* _GIVEN INSTRUCTION A_: In the RPC overview, condense the numbered list that begins "Synchronous RPC" into one short sentence that keeps all three call types and what each does.

● ● ● ●

1. **Synchronous RPC** – The client waits for a response before proceeding.
2. **Asynchronous RPC** – The client does not wait and continues execution, fetching the result later.
3. **Streaming RPC** – The client and server exchange multiple messages in a single RPC call (e.g., bidirectional streaming in gRPC).

### **Advantages of RPC**

* **Simplicity** – Calls appear as local function calls.
* **Performance** – More efficient than REST over HTTP (especially with gRPC).
* **Streaming Support** – Enables real-time communication.
* **Strongly Typed** – Enforces structured communication with Protocol Buffers.

### **Disadvantages of RPC**

* **Tightly Coupled** – Client and server need shared interfaces.
* **Complex Debugging** – More challenging than REST APIs.
* &#x20;**Language Constraints** – Requires language-specific bindings.

● ● ● ●

* _GIVEN INSTRUCTION B_: How many lines of the records below contain the word "distant"? Give only the number.

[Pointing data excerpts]

● ● ● ●

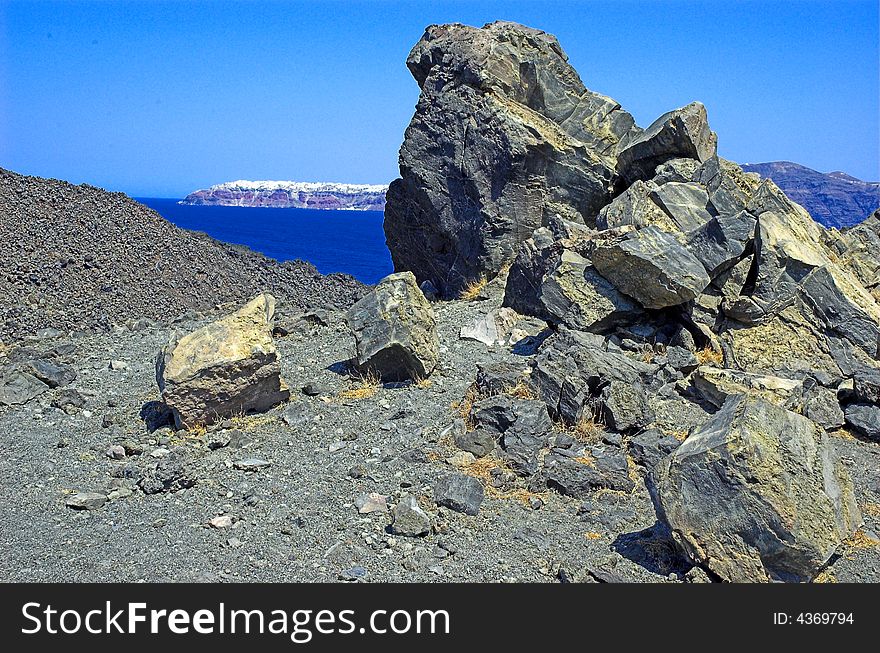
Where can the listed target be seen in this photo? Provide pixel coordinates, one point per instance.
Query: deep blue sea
(334, 241)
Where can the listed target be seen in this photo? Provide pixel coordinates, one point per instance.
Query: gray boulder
(395, 331)
(682, 133)
(408, 519)
(228, 367)
(757, 494)
(652, 267)
(650, 447)
(504, 136)
(579, 476)
(722, 241)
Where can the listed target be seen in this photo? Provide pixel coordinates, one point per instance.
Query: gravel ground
(296, 519)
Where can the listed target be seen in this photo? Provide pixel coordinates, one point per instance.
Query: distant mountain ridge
(834, 199)
(292, 194)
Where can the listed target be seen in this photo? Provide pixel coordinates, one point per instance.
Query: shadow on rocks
(654, 549)
(156, 415)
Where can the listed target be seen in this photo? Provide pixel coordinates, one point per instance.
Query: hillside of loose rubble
(607, 355)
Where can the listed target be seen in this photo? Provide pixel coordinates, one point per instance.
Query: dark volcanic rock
(81, 258)
(834, 199)
(504, 136)
(395, 331)
(757, 494)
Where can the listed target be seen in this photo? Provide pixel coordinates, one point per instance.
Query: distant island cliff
(292, 194)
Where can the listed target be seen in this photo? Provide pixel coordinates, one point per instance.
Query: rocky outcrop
(834, 199)
(683, 133)
(292, 194)
(79, 258)
(395, 331)
(757, 494)
(226, 368)
(505, 135)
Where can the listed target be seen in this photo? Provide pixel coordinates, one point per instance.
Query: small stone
(409, 519)
(372, 502)
(312, 390)
(86, 501)
(460, 493)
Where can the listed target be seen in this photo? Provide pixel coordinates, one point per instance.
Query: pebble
(409, 519)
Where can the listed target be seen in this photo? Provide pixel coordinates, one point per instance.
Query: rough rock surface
(834, 199)
(226, 368)
(395, 330)
(505, 135)
(757, 494)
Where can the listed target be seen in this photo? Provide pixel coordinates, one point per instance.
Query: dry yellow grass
(708, 356)
(521, 391)
(473, 289)
(481, 469)
(681, 436)
(366, 385)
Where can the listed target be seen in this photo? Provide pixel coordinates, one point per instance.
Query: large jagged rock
(652, 267)
(504, 137)
(395, 330)
(757, 494)
(680, 133)
(228, 367)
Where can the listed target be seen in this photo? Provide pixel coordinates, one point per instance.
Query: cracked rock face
(505, 135)
(757, 494)
(229, 367)
(395, 330)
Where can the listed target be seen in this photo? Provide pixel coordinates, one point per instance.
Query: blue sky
(160, 98)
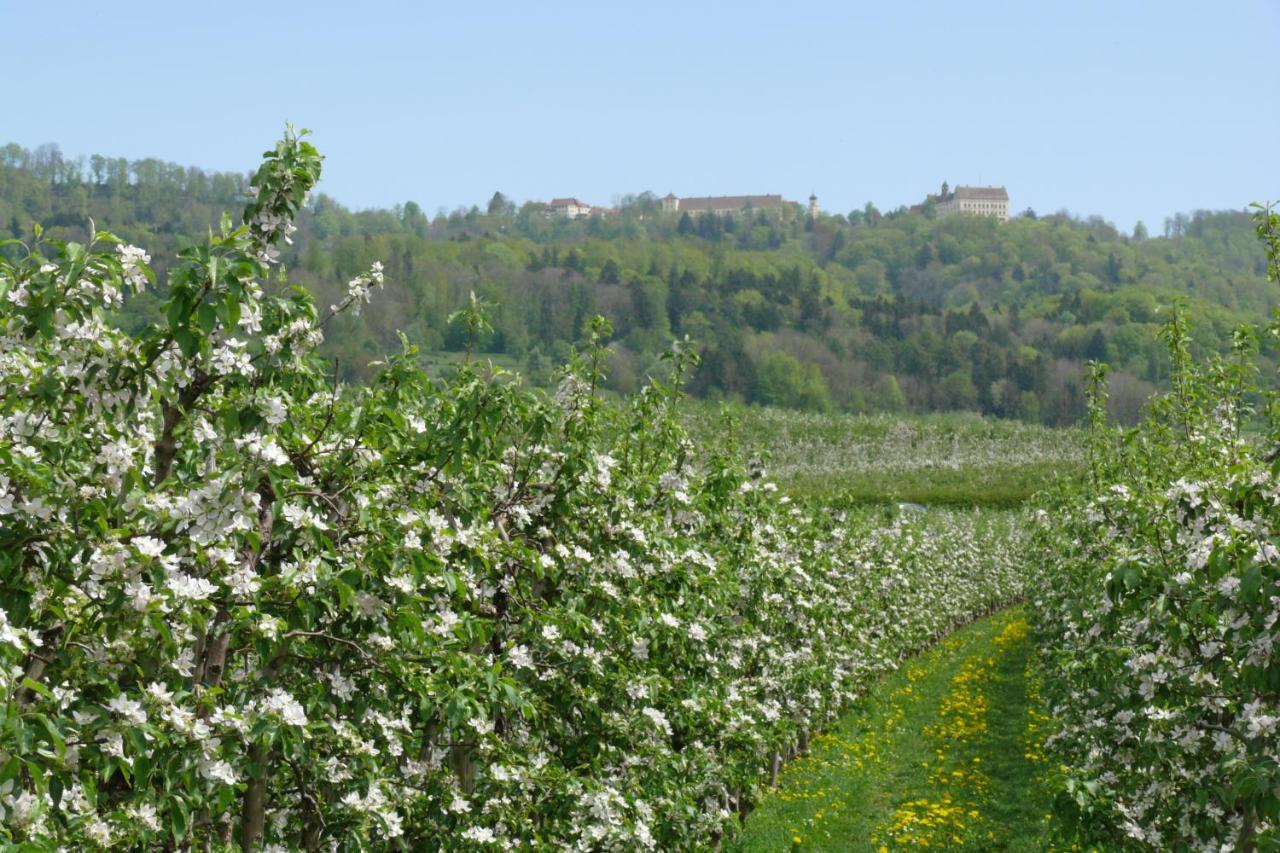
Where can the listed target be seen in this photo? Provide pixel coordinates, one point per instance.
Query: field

● ● ● ●

* _COMPLETE OUTPUT A_: RPC calls can be synchronous (the client waits for a response before proceeding), asynchronous (the client keeps executing and fetches the result later), or streaming (client and server exchange multiple messages in a single call, as in gRPC's bidirectional streaming).

* _COMPLETE OUTPUT B_: 2